- _What is asked_
What follows is a listing; give it again exactly, in its entirety.

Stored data

_ _ _ _

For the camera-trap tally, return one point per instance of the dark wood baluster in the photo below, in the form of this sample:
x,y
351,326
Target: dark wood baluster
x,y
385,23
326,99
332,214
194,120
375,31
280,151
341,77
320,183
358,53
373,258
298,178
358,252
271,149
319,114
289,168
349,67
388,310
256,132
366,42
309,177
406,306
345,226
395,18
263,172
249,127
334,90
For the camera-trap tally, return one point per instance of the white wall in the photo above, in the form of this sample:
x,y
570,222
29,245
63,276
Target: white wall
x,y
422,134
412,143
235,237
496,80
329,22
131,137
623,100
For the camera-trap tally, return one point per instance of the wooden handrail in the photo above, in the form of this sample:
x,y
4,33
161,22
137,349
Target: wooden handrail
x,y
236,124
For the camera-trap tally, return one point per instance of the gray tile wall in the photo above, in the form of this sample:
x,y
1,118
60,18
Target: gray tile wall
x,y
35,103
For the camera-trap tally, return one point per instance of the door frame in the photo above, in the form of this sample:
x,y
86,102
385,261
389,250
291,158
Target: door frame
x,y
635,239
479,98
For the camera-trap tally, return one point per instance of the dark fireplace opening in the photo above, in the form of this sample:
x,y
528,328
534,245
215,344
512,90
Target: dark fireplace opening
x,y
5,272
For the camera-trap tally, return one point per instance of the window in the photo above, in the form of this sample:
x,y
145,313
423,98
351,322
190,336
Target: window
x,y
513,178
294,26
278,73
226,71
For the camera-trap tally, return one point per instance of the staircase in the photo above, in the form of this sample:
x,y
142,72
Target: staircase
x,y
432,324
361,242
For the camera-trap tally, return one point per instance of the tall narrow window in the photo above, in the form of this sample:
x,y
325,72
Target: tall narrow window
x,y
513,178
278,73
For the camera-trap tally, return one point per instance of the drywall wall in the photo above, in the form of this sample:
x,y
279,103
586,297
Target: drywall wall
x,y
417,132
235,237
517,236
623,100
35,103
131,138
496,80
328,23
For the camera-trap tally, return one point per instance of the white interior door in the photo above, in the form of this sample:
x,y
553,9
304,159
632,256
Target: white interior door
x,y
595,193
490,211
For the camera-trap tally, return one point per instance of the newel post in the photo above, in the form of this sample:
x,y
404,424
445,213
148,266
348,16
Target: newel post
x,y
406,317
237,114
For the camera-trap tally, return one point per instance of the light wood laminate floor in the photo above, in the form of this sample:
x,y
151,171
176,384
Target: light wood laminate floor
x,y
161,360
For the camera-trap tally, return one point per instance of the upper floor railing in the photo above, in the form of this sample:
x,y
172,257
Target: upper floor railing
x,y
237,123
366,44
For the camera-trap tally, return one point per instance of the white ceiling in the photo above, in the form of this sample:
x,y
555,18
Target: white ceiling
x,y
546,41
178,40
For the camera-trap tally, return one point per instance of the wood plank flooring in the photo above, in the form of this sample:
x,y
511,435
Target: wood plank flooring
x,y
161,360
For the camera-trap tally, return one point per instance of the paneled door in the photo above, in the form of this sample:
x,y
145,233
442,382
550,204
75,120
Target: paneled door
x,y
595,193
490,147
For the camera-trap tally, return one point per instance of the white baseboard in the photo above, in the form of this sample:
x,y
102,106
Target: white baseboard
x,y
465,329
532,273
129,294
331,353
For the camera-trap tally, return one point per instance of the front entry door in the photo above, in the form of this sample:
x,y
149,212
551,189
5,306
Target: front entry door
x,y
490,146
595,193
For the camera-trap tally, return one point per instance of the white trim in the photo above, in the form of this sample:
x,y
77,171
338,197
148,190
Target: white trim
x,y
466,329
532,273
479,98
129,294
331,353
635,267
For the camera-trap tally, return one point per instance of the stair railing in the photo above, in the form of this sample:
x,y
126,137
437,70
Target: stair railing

_ _ _ _

- _Exercise result_
For the camera-trap tally, return one point per instance of the dark wood baluster in the photo below, in the form of this sample:
x,y
351,326
Target: dark wood baluster
x,y
385,23
326,99
332,214
194,120
375,31
280,151
341,77
320,183
358,53
373,258
298,178
358,252
271,149
319,114
289,168
349,67
388,310
256,132
366,42
309,177
406,306
345,226
395,18
263,172
249,127
334,90
For the camera-trap tally, return one point per instance of the white wall in the photo above, in the form of this sample:
x,y
570,222
29,245
63,276
Target: white wall
x,y
422,134
412,143
235,237
496,80
329,22
131,137
623,100
For the camera-trap tally, return one point per instance of the wooden handrail in the photo above, in the form of this sample:
x,y
4,33
161,22
137,349
Target: wooden handrail
x,y
236,124
For the camera-trap tally, return one point per instance of the gray tile wall in the photo above, in the form of this sample:
x,y
1,118
60,18
Target: gray tile wall
x,y
35,103
For the camera-trap tally, return one point per instance of the door frame in the photo above, in the form of this sample:
x,y
86,102
385,261
389,250
291,158
Target: door frame
x,y
635,239
479,98
For the camera-trap tally, return one point per instance of the dark fireplace opening in the photo above, in the form of this sample:
x,y
528,328
534,245
215,344
512,90
Target: dark fireplace opening
x,y
5,272
For the camera-trap tally, return one point per instance of the window in the photo above, in the form of this sample:
x,y
145,313
423,98
351,322
190,336
Target: window
x,y
513,178
294,26
278,73
226,71
For the camera-trap tally, return one point per instance of the staircase in the photo above, in the form of this sample:
x,y
142,72
Target: staircase
x,y
432,324
361,242
For the camera-trap tally, return one point per instance of the tall narrow window in the photo above, in the form of this sample:
x,y
325,72
Target: tall narrow window
x,y
513,178
278,73
For the camera-trap tally, return one point per instance of the drywall wall in the photo above, in the form of this sample:
x,y
279,103
586,297
Target: drywall wall
x,y
417,132
235,237
517,236
623,100
35,103
131,138
496,80
328,23
For the camera-trap tally, return one point per instance of the white interior door in the photo above, in the form of this sample:
x,y
553,9
304,159
632,256
Target: white interior door
x,y
595,193
490,211
For the camera-trap tally, return one point per instance of the newel post in the photo above, in the form of this sample:
x,y
404,424
445,213
148,266
348,16
Target: newel post
x,y
406,317
237,114
For the camera-trap tally, return one point per instance of the light wood laminate floor in the photo above, in the form of this sample:
x,y
151,171
176,384
Target: light wood laminate floor
x,y
161,360
For the camera-trap tally, return one point per instance of the upper floor railing in the photo above, in the form of this sample:
x,y
172,257
Target: upper floor railing
x,y
237,123
366,44
For the camera-trap tally, return one point per instance of the white ceiling in the photo above, in the form of this sample:
x,y
555,18
Target: white ceiling
x,y
546,41
178,40
For the camera-trap tally, return one point per instance of the wood plank flooring in the photo above, in the form of this sample:
x,y
511,435
Target: wood plank flooring
x,y
161,360
For the camera-trap tally, return one point per instance of the paneled door in the photo above, in the form of this sample:
x,y
145,233
442,382
550,204
75,120
Target: paneled door
x,y
595,193
490,147
For the camera-trap tally, return one point per instance of the white baseboard in the photo above, in the form of this sample:
x,y
102,106
Target: white baseboard
x,y
465,329
532,273
129,294
331,353
For the camera-trap tally, return one point per instance of the front entry door in the photo above, in the form of this sample:
x,y
149,212
551,189
5,306
Target: front entry door
x,y
490,146
595,193
For the camera-trap tally, return one point per instance of the white trim in the photo above, in the form of this sample:
x,y
77,171
338,197
148,190
Target: white trim
x,y
466,329
532,273
479,98
129,294
331,353
635,267
For the camera-trap tally, return one point per instance of the stair railing in the photo above, in the form of this sample:
x,y
126,137
437,70
Target: stair railing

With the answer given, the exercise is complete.